** begin PAGE TEXT **

When Ishmael returns to the inn, he finds the doors of his room locked from the inside. Since Ishmael does not wish to disturb Queequeg’s day of fasting - the Ramadan--he decides to wait. For Queequeg, it is an auspicious day. When Ishmael left the inn that morning, Queequeg had been kneeling before his idol - Yojo, and he seemed to be in a trance.

Ishmael waits for Queequeg to break his fast and open the door, but when evening arrives, there is still no sign of the door opening. Ishmael wonders if Queequeg has collapsed due to exhaustion. He calls for the innkeeper’s wife Mrs. Hussey who peers through the keyholes of the locked doors. She thinks that Queequeg has committed suicide, despite the sign - ‘No suicides’ she has put up. By now, Ishmael cannot take it anymore, so he forces the door open, only to find Queequeg sitting calmly, still praying in his kneeling position. Despite Ismael’s attempts to pull Queequeg out of his trance, he continues to sit before the idol. It is only the following morning that Queequeg gets up and greets Ishmael. Ishmael is rather annoyed by now. He tells Queequeg that though he has nothing against fasting, sitting in a trance throughout the day and a night can be harmful. But Queequeg does not understand. Finally, after breakfast, both the friends go to the Pequod to get Queequeg enlisted.

** end PAGE TEXT **

*GIVEN TASK A*
For each statement about the summary of Queequeg's fast, say yes or no according to whether the summary agrees, and quote its deciding words: (i) Mrs. Hussey peers through the keyholes of the locked doors; (ii) Queequeg gets up and greets Ishmael that same evening; (iii) after breakfast, Ishmael and Queequeg go to the Pequod.
The summary and the entries are separate, unrelated material.

** begin DATA LINES **

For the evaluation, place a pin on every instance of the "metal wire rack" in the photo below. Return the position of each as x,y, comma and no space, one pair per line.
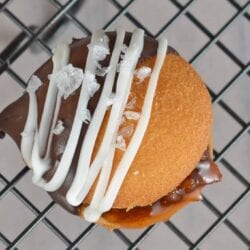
41,35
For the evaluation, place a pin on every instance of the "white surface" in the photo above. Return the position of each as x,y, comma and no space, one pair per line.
216,69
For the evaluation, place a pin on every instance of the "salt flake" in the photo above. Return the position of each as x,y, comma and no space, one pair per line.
58,128
132,115
120,143
142,73
33,84
92,84
131,103
68,79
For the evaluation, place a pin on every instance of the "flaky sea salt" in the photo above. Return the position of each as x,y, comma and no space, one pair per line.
120,143
142,73
85,116
127,131
33,84
100,48
92,84
58,128
132,115
68,79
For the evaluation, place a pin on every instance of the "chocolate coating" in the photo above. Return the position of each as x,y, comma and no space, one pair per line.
78,56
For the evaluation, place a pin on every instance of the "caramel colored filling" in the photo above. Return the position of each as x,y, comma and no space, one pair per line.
189,190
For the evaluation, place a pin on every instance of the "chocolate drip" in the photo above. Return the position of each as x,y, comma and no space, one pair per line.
13,118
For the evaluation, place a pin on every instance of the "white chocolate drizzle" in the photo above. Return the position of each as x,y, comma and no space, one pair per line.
28,133
64,80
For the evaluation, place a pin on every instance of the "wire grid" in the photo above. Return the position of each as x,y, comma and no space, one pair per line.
65,12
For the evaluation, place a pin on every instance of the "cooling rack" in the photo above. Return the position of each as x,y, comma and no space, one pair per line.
66,12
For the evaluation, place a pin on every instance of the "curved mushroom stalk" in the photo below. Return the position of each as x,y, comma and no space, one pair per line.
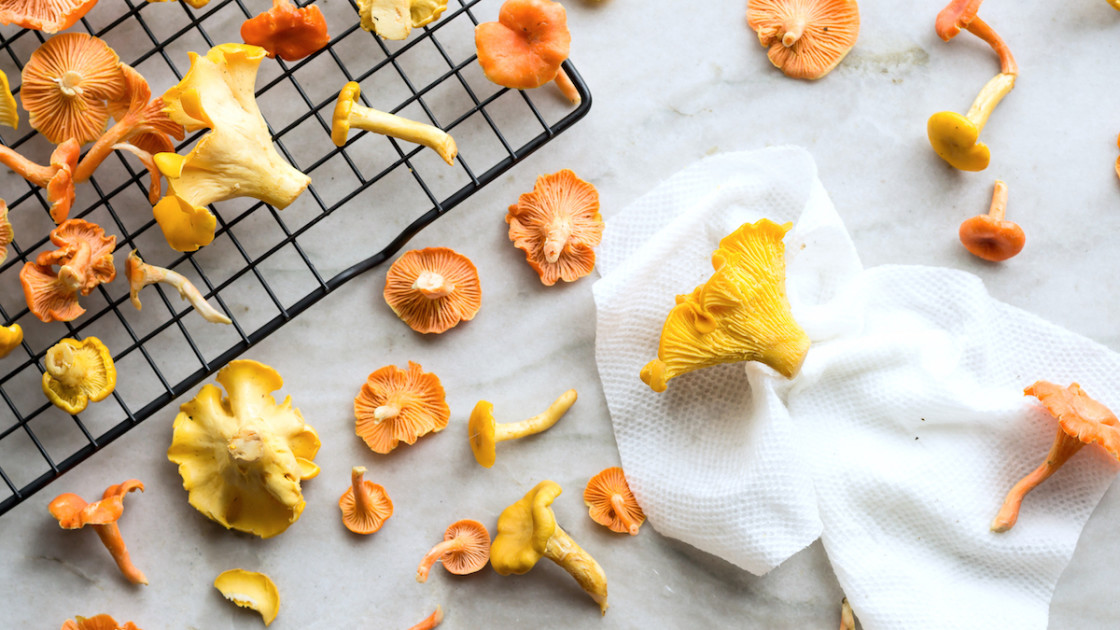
235,159
348,112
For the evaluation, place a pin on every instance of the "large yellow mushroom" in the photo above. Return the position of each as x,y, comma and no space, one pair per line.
235,159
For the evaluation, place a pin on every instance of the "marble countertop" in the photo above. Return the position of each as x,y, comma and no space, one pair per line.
662,99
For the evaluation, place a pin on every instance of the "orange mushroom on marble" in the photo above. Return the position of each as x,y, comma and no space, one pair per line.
610,502
465,549
804,38
397,406
525,46
991,237
73,512
558,224
84,258
48,16
1081,420
365,505
287,31
432,289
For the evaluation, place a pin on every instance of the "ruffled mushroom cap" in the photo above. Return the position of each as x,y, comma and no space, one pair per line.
610,502
432,289
66,84
287,30
805,38
242,456
465,549
394,19
78,372
73,512
365,505
739,314
249,589
235,159
557,225
397,406
84,258
48,16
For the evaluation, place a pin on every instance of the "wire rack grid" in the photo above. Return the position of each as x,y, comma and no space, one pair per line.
264,267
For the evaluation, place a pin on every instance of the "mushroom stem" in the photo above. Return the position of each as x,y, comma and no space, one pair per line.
566,553
435,554
538,423
980,28
110,535
989,96
404,129
1064,447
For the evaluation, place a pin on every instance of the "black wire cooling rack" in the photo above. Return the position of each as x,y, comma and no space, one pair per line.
264,267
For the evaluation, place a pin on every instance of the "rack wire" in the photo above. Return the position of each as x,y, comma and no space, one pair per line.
264,267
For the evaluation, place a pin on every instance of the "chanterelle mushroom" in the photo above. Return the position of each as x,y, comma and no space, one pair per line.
805,38
235,159
242,456
528,530
77,372
739,314
394,19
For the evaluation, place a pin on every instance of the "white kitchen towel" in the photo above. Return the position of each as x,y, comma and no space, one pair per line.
895,444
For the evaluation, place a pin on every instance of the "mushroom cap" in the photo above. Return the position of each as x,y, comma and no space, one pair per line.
598,497
287,31
525,46
481,433
955,139
1079,415
805,38
418,399
66,84
379,508
339,122
524,529
48,16
92,359
475,552
249,589
955,16
991,239
557,225
432,315
9,112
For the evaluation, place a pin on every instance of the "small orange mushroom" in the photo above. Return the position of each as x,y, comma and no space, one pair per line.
610,502
804,38
432,289
1081,420
465,549
557,225
73,512
525,46
365,505
991,237
48,16
397,406
66,84
84,258
287,30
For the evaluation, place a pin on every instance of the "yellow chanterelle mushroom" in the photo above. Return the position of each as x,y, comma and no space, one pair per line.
242,456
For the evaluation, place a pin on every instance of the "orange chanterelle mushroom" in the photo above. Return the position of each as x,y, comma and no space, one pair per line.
610,502
805,38
399,406
557,225
432,289
1081,420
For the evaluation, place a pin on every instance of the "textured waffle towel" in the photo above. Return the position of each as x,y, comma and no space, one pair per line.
895,444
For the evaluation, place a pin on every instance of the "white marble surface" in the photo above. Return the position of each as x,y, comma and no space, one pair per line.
671,84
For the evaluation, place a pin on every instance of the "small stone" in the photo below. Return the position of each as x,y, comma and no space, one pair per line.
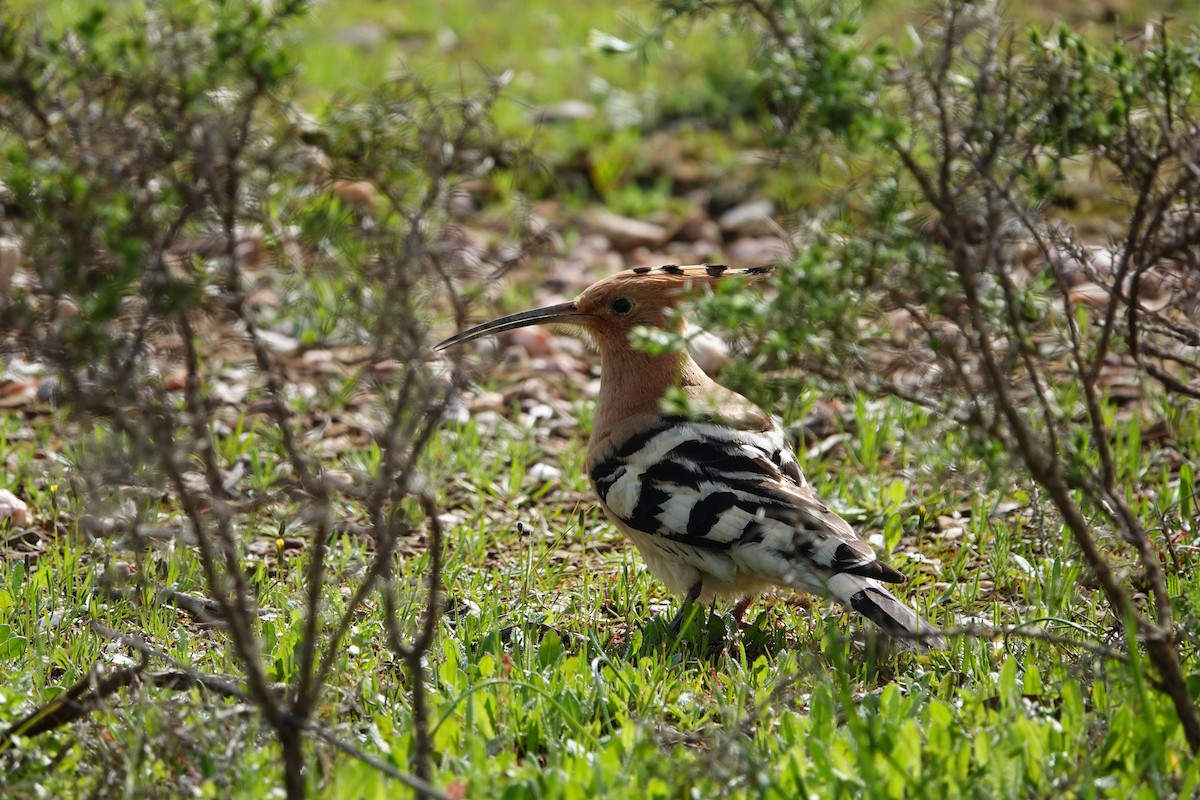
565,112
625,233
543,473
751,218
707,349
753,251
538,342
13,507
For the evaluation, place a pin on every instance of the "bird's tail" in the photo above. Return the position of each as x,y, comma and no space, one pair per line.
876,603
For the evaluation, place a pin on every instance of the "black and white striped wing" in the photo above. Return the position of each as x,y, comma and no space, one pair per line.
717,488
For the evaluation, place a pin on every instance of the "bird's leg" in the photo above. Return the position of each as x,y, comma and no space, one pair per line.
693,596
741,607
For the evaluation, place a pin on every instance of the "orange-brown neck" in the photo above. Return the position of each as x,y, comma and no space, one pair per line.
634,384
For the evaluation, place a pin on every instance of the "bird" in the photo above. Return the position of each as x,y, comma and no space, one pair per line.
714,498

** end DATA LINES **

*GIVEN TASK B*
Collect every line of the entries that contains the string "bird".

*EXERCISE OUTPUT A*
(i) Yes: "He calls for the innkeeper’s wife Mrs. Hussey who peers through the keyholes of the locked doors."
(ii) No: "It is only the following morning that Queequeg gets up and greets Ishmael."
(iii) Yes: "Finally, after breakfast, both the friends go to the Pequod to get Queequeg enlisted."

*EXERCISE OUTPUT B*
For the evaluation, place a pin on every instance of the "bird's tail" in the photo above. Return the position of each as x,y, comma and no space, one pair per line.
For the evaluation, place a pin on every instance of the "bird's leg" in the photo above. Return the position of each as x,y, comma and no space, one pair per line.
For the evaluation, place a pin on every instance of the "bird" in the photo above. Return the position of each as x,y, comma and no space, one pair per line.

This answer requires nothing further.